*Texte fourni*:
#####

System.out by geraudster - Utiliser Hadoop2 depuis Windows

Utiliser Hadoop2 depuis Windows

14/10/2014

Il est possible d’utiliser Hadoop sous Windows à partir de la version 2.x, cependant, les binaires Windows n’étant pas fournis, il est nécessaire de recompiler les sources d’Hadoop pour les obtenir. Ce post décrit comment faire.

Problème

Hadoop + Windows

Si vous tentez d’exécuter des jobs mapreduce en local sur votre poste Windows, vous allez sans doute tomber sur ce genre d’erreur:

[ERROR]: org.apache.hadoop.util.Shell - Failed to locate the winutils binary in the hadoop binary path
java.io.IOException: Could not locate executable null\bin\winutils.exe in the Hadoop binaries.
at org.apache.hadoop.util.Shell.getQualifiedBinPath(Shell.java:318)
at org.apache.hadoop.util.Shell.getWinUtilsPath(Shell.java:333)
at org.apache.hadoop.util.Shell.<clinit>(Shell.java:326)
at org.apache.hadoop.util.StringUtils.<clinit>(StringUtils.java:76)
at org.apache.hadoop.security.Groups.parseStaticMapping(Groups.java:93)
at org.apache.hadoop.security.Groups.<init>(Groups.java:77)
at org.apache.hadoop.security.Groups.getUserToGroupsMappingService(Groups.java:240)
at org.apache.hadoop.security.UserGroupInformation.initialize(UserGroupInformation.java:256)
at org.apache.hadoop.security.UserGroupInformation.ensureInitialized(UserGroupInformation.java:233)
at org.apache.hadoop.security.UserGroupInformation.isAuthenticationMethodEnabled(UserGroupInformation.java:310)
at org.apache.hadoop.security.UserGroupInformation.isSecurityEnabled(UserGroupInformation.java:304)
at org.apache.hadoop.ipc.RPC.getProtocolProxy(RPC.java:534)
at org.apache.hadoop.hdfs.NameNodeProxies.createNNProxyWithClientProtocol(NameNodeProxies.java:348)
at org.apache.hadoop.hdfs.NameNodeProxies.createNonHAProxy(NameNodeProxies.java:244)
at org.apache.hadoop.hdfs.NameNodeProxies.createProxy(NameNodeProxies.java:144)
at org.apache.hadoop.hdfs.DFSClient.<init>(DFSClient.java:579)
at org.apache.hadoop.hdfs.DFSClient.<init>(DFSClient.java:524)
at org.apache.hadoop.hdfs.DistributedFileSystem.initialize(DistributedFileSystem.java:146)
at org.apache.hadoop.fs.FileSystem.createFileSystem(FileSystem.java:2397)

#####

*Entrées de données*:

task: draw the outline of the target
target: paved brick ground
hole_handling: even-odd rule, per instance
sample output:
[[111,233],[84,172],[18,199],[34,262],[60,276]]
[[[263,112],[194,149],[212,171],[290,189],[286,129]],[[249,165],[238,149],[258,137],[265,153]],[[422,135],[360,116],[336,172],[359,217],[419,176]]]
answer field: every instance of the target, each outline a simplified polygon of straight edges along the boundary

#####

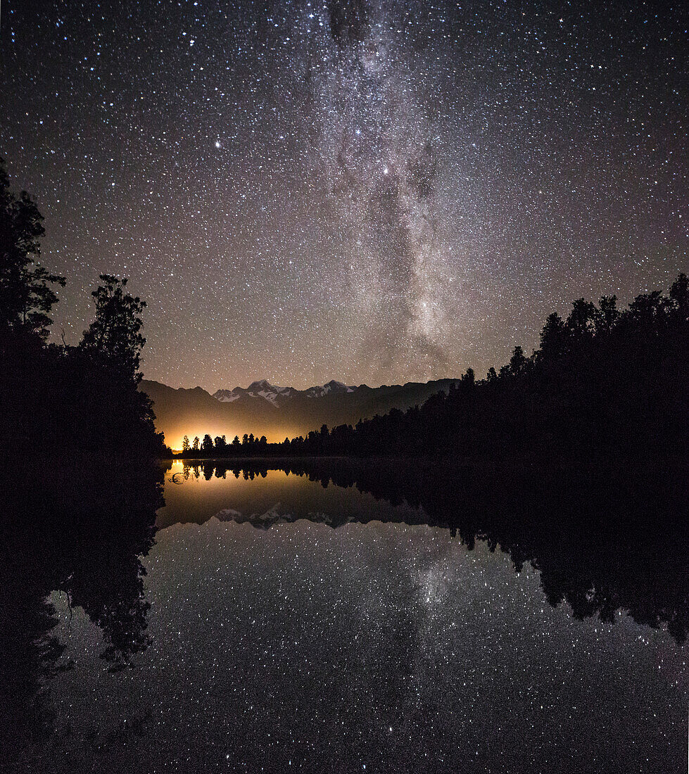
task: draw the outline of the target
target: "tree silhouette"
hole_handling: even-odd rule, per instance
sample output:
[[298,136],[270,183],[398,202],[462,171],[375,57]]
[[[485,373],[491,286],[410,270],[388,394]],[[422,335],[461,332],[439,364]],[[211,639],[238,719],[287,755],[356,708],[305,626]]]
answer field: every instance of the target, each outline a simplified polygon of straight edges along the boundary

#####

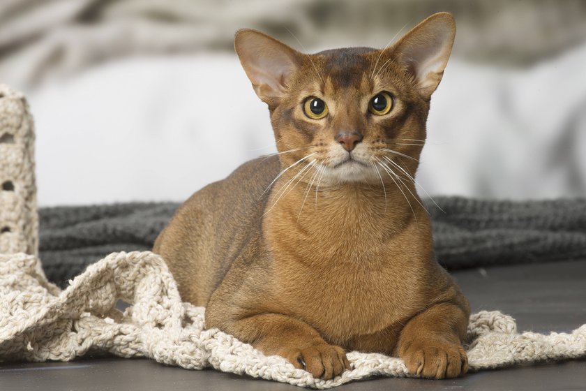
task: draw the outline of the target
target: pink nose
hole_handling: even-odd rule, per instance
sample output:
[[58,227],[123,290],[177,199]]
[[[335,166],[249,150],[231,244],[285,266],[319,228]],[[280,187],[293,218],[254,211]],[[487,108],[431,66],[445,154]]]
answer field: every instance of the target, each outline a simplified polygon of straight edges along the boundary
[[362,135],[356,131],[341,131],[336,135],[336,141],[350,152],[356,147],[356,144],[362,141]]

#####

*Objectif*: Selon le texte fourni sur Hadoop sous Windows, pourquoi faut-il recompiler les sources d'Hadoop pour l'utiliser sous Windows ?

*Réponse attendue*: Parce que les binaires Windows ne sont pas fournis.